### TASK STATEMENT
Output the data that follows, keeping every line identical.

### SUPPLIED DATA
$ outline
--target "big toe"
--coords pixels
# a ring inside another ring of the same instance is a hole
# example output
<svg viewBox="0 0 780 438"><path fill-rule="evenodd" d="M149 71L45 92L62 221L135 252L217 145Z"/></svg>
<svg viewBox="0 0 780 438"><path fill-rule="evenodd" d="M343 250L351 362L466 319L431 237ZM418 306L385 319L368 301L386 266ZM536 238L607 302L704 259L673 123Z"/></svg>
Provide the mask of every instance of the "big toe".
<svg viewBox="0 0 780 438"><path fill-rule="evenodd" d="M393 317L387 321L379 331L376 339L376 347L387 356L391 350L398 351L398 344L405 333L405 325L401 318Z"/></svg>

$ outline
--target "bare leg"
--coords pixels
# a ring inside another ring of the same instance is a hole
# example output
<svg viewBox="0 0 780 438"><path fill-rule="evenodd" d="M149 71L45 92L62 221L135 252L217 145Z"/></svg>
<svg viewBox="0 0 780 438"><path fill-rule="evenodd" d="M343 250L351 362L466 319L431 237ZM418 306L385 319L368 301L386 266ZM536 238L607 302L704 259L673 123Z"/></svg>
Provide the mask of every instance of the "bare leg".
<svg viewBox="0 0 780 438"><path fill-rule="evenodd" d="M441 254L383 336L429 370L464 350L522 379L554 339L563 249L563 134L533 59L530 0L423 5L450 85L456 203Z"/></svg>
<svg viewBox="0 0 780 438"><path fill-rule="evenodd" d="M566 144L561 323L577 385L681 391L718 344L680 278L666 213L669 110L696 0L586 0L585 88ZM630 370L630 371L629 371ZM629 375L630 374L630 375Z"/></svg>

### TASK SOLUTION
$ outline
--target "big toe"
--coords pixels
# a ring inside another ring of the same instance is a hole
# example output
<svg viewBox="0 0 780 438"><path fill-rule="evenodd" d="M149 71L45 92L62 221L135 252L217 145Z"/></svg>
<svg viewBox="0 0 780 438"><path fill-rule="evenodd" d="M343 250L351 362L466 319L431 237ZM418 306L385 319L368 301L386 266ZM536 238L607 302L704 259L673 123Z"/></svg>
Provide the mask of every instance of the "big toe".
<svg viewBox="0 0 780 438"><path fill-rule="evenodd" d="M393 317L387 321L379 331L376 339L376 347L387 356L391 350L398 351L398 344L405 333L405 325L401 318Z"/></svg>

$ outline
--target "bare leg"
--coords pixels
# a ring inside another ring of the same instance is a hole
# example output
<svg viewBox="0 0 780 438"><path fill-rule="evenodd" d="M149 71L45 92L62 221L135 252L217 145Z"/></svg>
<svg viewBox="0 0 780 438"><path fill-rule="evenodd" d="M343 250L351 362L466 319L431 237ZM418 306L385 319L368 301L386 266ZM536 238L607 302L704 259L673 123Z"/></svg>
Provide the mask of every instance of the "bare leg".
<svg viewBox="0 0 780 438"><path fill-rule="evenodd" d="M441 254L383 336L429 370L464 350L522 379L554 339L563 249L563 134L533 59L530 0L423 5L450 85L456 203Z"/></svg>
<svg viewBox="0 0 780 438"><path fill-rule="evenodd" d="M566 144L561 323L577 385L681 391L718 344L680 278L666 213L669 110L696 0L586 0L585 88ZM630 370L630 371L629 371ZM629 375L630 374L630 375Z"/></svg>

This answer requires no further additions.